◆ **ARBEITSAUFTRAG 1**:
Gib den Abschnitt des Textes zum Corona-Herbst, der mit „- Günstigstes Szenario: Es“ beginnt und sich bis „positiv beeinflusst werden.“ erstreckt, noch einmal wieder. Ersetze darin „Corona-Mutante“ durch „Virusvariante“.
◆ **ARBEITSAUFTRAG 2**:
Von welchem Datum stammt laut dem Text zum Corona-Herbst die 11. Stellungnahme des Corona-Expertenrats?

──────── ABGEDRUCKTER TEXT ────────

Gerade noch hat Bundesgesundheitsminister Karl Lauterbach (SPD) offiziell die Corona-Sommerwelle bestätigt. Doch bereits jetzt blicken viele Experten mit großer Sorge auf die darauffolgende Jahreszeit: Denn seit Beginn der COVID-19-Pandemie hat uns bislang jeder Herbst einen neuerlichen Anstieg der Infektionszahlen beschert.
Bei einer aktuell zunehmenden Inzidenz rückt die Vorbereitung auf den anstehenden Corona-Herbst umso mehr in den Fokus. Wo stehen wir aktuell?
Corona-Herbst: Unterschiedliche Szenarien sind denkbar
Der von der Bundesregierung einberufene Corona-Expertenrat hat in seiner 11. Stellungnahme vom 8. Juni 2022 drei mögliche Szenarien für den kommenden Herbst formuliert.
- Günstigstes Szenario: Es entsteht eine neue dominierende Corona-Mutante, die noch weniger krankheitserregend ist als Omikron. Sie ist ansteckender als die gegenwärtigen Formen, sorgt aber für kaum merkliche Symptome bei Geimpften oder Genesenen. Darüber hinaus bewirkt sie auch einen milderen Krankheitsverlauf bei Älteren. So werden Infektionsschutzmaßnahmen – ausgenommen für Risikogruppen – überflüssig. Gleichzeitig gibt es insbesondere bei Kindern einen Aufholeffekt im Bezug auf andere Atemwegserreger, die das Gesundheitswesen belasten. Durch das Tragen von Masken in Innenräumen kann die Entwicklung positiv beeinflusst werden.

──────── VORLIEGENDE EINTRÄGE ────────

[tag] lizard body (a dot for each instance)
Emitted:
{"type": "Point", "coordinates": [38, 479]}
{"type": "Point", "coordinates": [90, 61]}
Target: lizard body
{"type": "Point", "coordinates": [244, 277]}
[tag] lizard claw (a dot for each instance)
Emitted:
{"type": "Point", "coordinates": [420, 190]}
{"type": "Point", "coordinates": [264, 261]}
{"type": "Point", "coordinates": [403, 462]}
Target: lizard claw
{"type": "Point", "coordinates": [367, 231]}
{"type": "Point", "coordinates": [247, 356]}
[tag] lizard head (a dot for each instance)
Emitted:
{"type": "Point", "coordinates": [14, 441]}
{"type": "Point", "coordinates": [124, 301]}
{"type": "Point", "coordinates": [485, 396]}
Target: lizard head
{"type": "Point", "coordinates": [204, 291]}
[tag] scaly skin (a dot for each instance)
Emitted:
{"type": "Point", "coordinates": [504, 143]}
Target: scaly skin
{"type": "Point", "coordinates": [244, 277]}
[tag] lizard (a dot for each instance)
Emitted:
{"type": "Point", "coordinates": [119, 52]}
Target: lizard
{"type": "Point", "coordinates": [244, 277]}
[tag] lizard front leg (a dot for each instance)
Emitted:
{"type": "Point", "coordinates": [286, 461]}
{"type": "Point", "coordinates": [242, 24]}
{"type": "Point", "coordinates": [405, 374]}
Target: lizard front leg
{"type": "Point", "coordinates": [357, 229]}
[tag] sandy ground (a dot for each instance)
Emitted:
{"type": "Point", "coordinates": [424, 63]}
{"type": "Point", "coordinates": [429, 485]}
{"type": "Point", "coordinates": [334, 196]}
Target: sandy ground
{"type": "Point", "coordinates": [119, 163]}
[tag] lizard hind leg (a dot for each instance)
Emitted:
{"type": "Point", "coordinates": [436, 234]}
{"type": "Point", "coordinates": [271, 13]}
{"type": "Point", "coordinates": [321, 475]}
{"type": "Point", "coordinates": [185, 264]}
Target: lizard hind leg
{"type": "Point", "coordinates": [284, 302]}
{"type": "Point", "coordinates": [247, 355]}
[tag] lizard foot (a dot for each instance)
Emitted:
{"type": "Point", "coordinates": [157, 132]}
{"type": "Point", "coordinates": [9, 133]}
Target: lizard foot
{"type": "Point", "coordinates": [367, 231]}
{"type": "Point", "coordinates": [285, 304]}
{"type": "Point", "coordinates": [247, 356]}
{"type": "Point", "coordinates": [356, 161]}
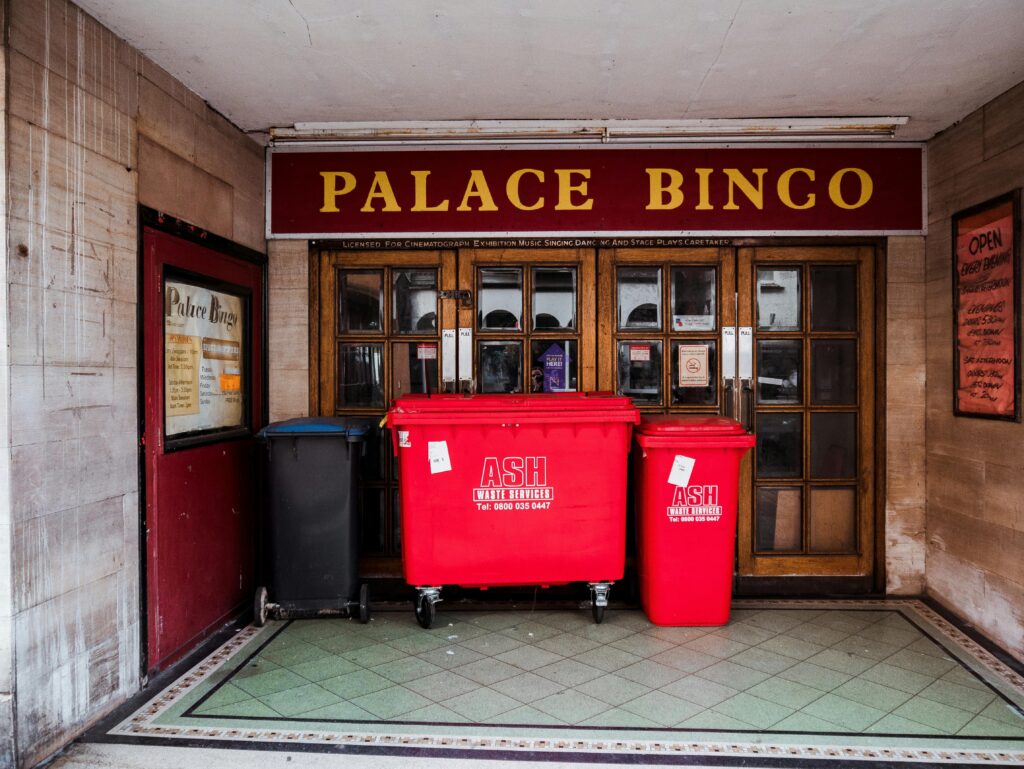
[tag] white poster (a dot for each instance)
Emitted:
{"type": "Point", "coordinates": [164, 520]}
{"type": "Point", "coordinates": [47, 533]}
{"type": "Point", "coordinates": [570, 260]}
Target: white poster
{"type": "Point", "coordinates": [203, 359]}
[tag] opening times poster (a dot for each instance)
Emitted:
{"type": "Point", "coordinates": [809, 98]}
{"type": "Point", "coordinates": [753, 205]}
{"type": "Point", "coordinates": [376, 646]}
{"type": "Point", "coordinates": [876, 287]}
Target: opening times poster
{"type": "Point", "coordinates": [203, 359]}
{"type": "Point", "coordinates": [985, 286]}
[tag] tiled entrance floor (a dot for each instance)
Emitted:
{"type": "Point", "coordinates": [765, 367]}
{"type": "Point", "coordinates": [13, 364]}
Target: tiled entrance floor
{"type": "Point", "coordinates": [885, 679]}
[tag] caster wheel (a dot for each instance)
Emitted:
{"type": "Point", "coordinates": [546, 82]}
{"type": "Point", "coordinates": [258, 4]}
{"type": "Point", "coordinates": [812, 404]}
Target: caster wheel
{"type": "Point", "coordinates": [425, 611]}
{"type": "Point", "coordinates": [364, 603]}
{"type": "Point", "coordinates": [259, 607]}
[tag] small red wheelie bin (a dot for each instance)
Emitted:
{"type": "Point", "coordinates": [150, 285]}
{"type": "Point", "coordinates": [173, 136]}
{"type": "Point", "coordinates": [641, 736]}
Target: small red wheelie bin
{"type": "Point", "coordinates": [686, 476]}
{"type": "Point", "coordinates": [512, 489]}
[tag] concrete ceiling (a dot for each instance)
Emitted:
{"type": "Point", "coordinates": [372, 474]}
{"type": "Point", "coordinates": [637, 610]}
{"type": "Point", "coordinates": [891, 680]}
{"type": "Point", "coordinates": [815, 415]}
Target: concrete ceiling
{"type": "Point", "coordinates": [275, 62]}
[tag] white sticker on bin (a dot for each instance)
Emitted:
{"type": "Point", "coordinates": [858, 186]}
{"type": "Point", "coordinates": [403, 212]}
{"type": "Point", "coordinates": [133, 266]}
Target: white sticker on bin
{"type": "Point", "coordinates": [682, 467]}
{"type": "Point", "coordinates": [437, 455]}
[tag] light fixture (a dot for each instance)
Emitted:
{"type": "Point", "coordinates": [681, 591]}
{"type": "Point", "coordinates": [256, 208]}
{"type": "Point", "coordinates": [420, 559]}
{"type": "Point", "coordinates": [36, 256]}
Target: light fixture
{"type": "Point", "coordinates": [594, 131]}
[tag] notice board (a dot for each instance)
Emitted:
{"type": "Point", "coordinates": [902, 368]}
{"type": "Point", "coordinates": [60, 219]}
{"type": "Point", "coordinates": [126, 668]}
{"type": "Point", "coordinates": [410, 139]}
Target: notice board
{"type": "Point", "coordinates": [986, 309]}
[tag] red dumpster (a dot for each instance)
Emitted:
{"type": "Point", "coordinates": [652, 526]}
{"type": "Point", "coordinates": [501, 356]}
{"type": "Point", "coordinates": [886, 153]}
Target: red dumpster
{"type": "Point", "coordinates": [512, 489]}
{"type": "Point", "coordinates": [686, 474]}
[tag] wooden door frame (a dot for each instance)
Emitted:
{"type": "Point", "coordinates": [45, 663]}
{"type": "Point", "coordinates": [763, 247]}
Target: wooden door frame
{"type": "Point", "coordinates": [585, 261]}
{"type": "Point", "coordinates": [781, 564]}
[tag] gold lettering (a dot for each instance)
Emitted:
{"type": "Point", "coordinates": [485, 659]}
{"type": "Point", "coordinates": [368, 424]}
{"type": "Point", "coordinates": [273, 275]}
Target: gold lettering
{"type": "Point", "coordinates": [331, 190]}
{"type": "Point", "coordinates": [420, 199]}
{"type": "Point", "coordinates": [836, 191]}
{"type": "Point", "coordinates": [566, 188]}
{"type": "Point", "coordinates": [381, 187]}
{"type": "Point", "coordinates": [477, 187]}
{"type": "Point", "coordinates": [659, 188]}
{"type": "Point", "coordinates": [754, 195]}
{"type": "Point", "coordinates": [512, 188]}
{"type": "Point", "coordinates": [783, 187]}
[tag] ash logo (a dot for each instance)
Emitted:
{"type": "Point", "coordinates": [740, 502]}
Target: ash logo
{"type": "Point", "coordinates": [514, 483]}
{"type": "Point", "coordinates": [694, 504]}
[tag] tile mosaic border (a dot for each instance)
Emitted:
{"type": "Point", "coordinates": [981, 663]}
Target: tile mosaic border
{"type": "Point", "coordinates": [141, 724]}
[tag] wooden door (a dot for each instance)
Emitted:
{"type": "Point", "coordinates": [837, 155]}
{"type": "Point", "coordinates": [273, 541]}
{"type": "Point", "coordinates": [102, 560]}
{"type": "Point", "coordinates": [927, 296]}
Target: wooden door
{"type": "Point", "coordinates": [202, 336]}
{"type": "Point", "coordinates": [810, 497]}
{"type": "Point", "coordinates": [788, 337]}
{"type": "Point", "coordinates": [531, 316]}
{"type": "Point", "coordinates": [656, 305]}
{"type": "Point", "coordinates": [381, 317]}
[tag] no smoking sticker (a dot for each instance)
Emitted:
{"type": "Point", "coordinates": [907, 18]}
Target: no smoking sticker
{"type": "Point", "coordinates": [693, 366]}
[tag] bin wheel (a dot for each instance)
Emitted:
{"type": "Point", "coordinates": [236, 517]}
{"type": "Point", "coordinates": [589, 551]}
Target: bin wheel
{"type": "Point", "coordinates": [425, 611]}
{"type": "Point", "coordinates": [364, 603]}
{"type": "Point", "coordinates": [259, 606]}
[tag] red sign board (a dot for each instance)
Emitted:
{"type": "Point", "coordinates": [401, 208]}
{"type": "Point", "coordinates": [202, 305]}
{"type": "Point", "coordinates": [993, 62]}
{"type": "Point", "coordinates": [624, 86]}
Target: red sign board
{"type": "Point", "coordinates": [330, 193]}
{"type": "Point", "coordinates": [985, 285]}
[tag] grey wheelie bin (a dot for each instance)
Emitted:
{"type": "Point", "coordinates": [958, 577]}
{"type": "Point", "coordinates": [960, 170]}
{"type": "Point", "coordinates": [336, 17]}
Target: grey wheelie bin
{"type": "Point", "coordinates": [311, 532]}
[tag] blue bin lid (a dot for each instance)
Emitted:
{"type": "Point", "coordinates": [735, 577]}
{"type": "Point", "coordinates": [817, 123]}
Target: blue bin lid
{"type": "Point", "coordinates": [352, 428]}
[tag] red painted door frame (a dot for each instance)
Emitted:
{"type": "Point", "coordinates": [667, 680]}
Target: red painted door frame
{"type": "Point", "coordinates": [201, 501]}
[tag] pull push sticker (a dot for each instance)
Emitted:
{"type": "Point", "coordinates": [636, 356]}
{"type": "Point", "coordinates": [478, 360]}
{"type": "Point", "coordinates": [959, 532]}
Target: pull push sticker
{"type": "Point", "coordinates": [682, 468]}
{"type": "Point", "coordinates": [438, 457]}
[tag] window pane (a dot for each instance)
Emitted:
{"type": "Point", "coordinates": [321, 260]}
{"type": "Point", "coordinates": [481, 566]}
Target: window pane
{"type": "Point", "coordinates": [500, 299]}
{"type": "Point", "coordinates": [639, 297]}
{"type": "Point", "coordinates": [500, 367]}
{"type": "Point", "coordinates": [414, 368]}
{"type": "Point", "coordinates": [779, 519]}
{"type": "Point", "coordinates": [554, 298]}
{"type": "Point", "coordinates": [779, 445]}
{"type": "Point", "coordinates": [834, 372]}
{"type": "Point", "coordinates": [553, 366]}
{"type": "Point", "coordinates": [360, 300]}
{"type": "Point", "coordinates": [693, 295]}
{"type": "Point", "coordinates": [360, 370]}
{"type": "Point", "coordinates": [834, 445]}
{"type": "Point", "coordinates": [778, 371]}
{"type": "Point", "coordinates": [778, 299]}
{"type": "Point", "coordinates": [414, 299]}
{"type": "Point", "coordinates": [640, 372]}
{"type": "Point", "coordinates": [834, 520]}
{"type": "Point", "coordinates": [372, 520]}
{"type": "Point", "coordinates": [834, 298]}
{"type": "Point", "coordinates": [692, 364]}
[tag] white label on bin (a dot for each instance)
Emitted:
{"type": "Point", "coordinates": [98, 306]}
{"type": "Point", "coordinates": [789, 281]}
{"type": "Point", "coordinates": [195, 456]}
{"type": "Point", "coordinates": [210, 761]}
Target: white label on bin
{"type": "Point", "coordinates": [437, 455]}
{"type": "Point", "coordinates": [696, 504]}
{"type": "Point", "coordinates": [682, 467]}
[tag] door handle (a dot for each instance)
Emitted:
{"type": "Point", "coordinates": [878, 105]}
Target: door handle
{"type": "Point", "coordinates": [728, 371]}
{"type": "Point", "coordinates": [745, 376]}
{"type": "Point", "coordinates": [466, 360]}
{"type": "Point", "coordinates": [448, 359]}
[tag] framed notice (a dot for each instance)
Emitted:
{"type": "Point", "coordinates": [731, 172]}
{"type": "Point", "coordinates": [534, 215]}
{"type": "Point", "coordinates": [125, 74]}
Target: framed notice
{"type": "Point", "coordinates": [986, 309]}
{"type": "Point", "coordinates": [206, 376]}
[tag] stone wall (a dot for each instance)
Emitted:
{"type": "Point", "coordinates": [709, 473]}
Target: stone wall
{"type": "Point", "coordinates": [93, 129]}
{"type": "Point", "coordinates": [975, 467]}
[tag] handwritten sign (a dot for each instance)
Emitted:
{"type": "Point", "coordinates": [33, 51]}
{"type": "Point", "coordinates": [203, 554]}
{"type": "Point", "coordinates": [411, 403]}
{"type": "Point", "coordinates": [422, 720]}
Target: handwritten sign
{"type": "Point", "coordinates": [203, 359]}
{"type": "Point", "coordinates": [985, 286]}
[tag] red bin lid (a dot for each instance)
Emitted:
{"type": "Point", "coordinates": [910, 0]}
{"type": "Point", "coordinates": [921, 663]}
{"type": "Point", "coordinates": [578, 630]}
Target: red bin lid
{"type": "Point", "coordinates": [702, 425]}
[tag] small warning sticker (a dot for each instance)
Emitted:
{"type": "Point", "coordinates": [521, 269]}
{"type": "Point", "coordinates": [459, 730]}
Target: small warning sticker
{"type": "Point", "coordinates": [438, 457]}
{"type": "Point", "coordinates": [682, 468]}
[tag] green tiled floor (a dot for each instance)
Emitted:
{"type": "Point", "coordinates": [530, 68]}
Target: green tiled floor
{"type": "Point", "coordinates": [826, 674]}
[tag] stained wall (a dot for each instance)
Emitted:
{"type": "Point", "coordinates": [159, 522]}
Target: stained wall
{"type": "Point", "coordinates": [975, 519]}
{"type": "Point", "coordinates": [93, 129]}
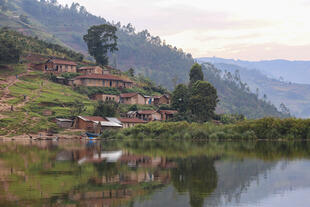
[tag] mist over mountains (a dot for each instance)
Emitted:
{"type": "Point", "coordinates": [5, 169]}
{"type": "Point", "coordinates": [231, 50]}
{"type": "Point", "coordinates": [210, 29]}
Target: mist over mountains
{"type": "Point", "coordinates": [290, 71]}
{"type": "Point", "coordinates": [295, 96]}
{"type": "Point", "coordinates": [146, 54]}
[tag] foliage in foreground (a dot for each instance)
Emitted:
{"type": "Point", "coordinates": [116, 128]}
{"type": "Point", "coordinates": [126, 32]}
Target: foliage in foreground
{"type": "Point", "coordinates": [267, 128]}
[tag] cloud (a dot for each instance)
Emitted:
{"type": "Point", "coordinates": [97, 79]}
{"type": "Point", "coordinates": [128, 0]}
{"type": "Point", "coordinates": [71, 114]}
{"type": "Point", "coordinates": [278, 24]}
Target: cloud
{"type": "Point", "coordinates": [262, 51]}
{"type": "Point", "coordinates": [236, 29]}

────────

◆ **LÖSUNG 1**:
- Günstigstes Szenario: Es entsteht eine neue dominierende Virusvariante, die noch weniger krankheitserregend ist als Omikron. Sie ist ansteckender als die gegenwärtigen Formen, sorgt aber für kaum merkliche Symptome bei Geimpften oder Genesenen. Darüber hinaus bewirkt sie auch einen milderen Krankheitsverlauf bei Älteren. So werden Infektionsschutzmaßnahmen – ausgenommen für Risikogruppen – überflüssig. Gleichzeitig gibt es insbesondere bei Kindern einen Aufholeffekt im Bezug auf andere Atemwegserreger, die das Gesundheitswesen belasten. Durch das Tragen von Masken in Innenräumen kann die Entwicklung positiv beeinflusst werden.

◆ **LÖSUNG 2**:
Vom 8. Juni 2022.